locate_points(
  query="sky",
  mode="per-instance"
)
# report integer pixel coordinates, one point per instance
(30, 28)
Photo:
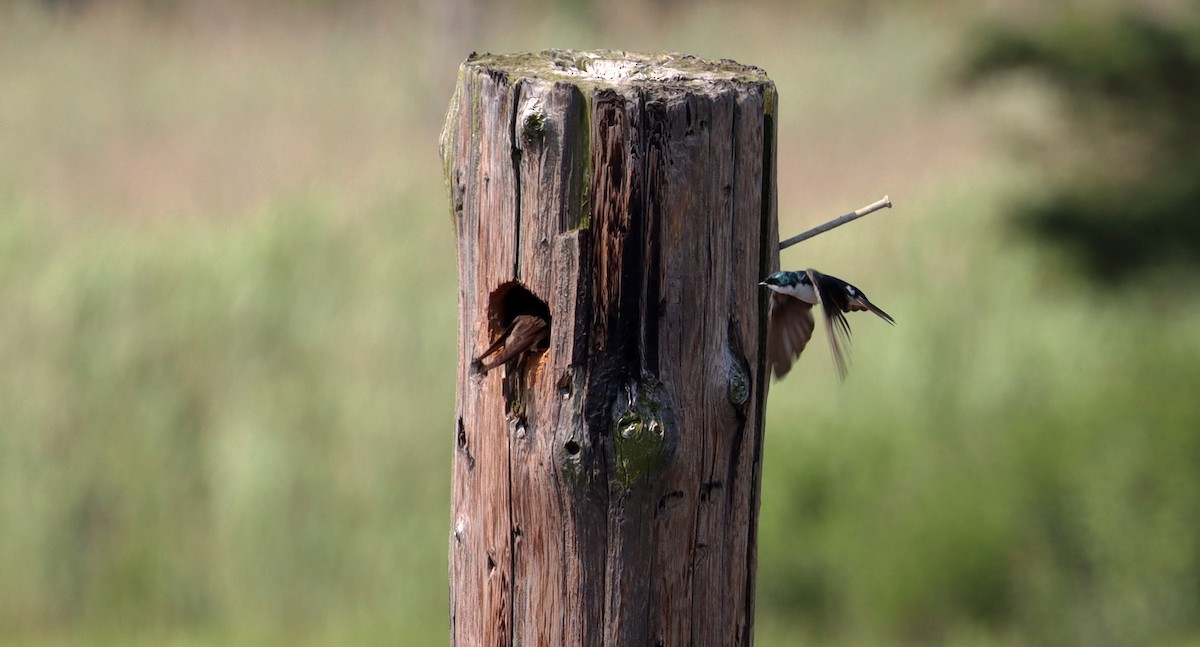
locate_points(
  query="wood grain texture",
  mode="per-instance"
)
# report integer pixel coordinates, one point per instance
(606, 489)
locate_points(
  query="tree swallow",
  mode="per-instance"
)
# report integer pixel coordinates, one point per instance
(793, 294)
(526, 333)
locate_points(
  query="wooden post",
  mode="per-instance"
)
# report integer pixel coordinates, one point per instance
(606, 478)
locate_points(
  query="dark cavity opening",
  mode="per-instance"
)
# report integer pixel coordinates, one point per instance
(509, 301)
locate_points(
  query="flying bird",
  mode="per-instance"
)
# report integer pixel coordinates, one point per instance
(527, 333)
(793, 294)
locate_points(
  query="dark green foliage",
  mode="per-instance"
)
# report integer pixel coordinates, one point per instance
(1131, 90)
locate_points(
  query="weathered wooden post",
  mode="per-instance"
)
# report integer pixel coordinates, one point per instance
(606, 477)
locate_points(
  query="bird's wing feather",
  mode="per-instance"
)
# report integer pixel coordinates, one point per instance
(834, 303)
(789, 331)
(526, 331)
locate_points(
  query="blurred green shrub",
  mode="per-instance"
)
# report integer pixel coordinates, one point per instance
(1129, 87)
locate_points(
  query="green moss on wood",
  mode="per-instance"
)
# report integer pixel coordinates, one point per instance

#### EXERCISE
Taking the entries as a whole, work out how many lines contain the string "green". Respond with only the number.

#### WRITTEN ANSWER
3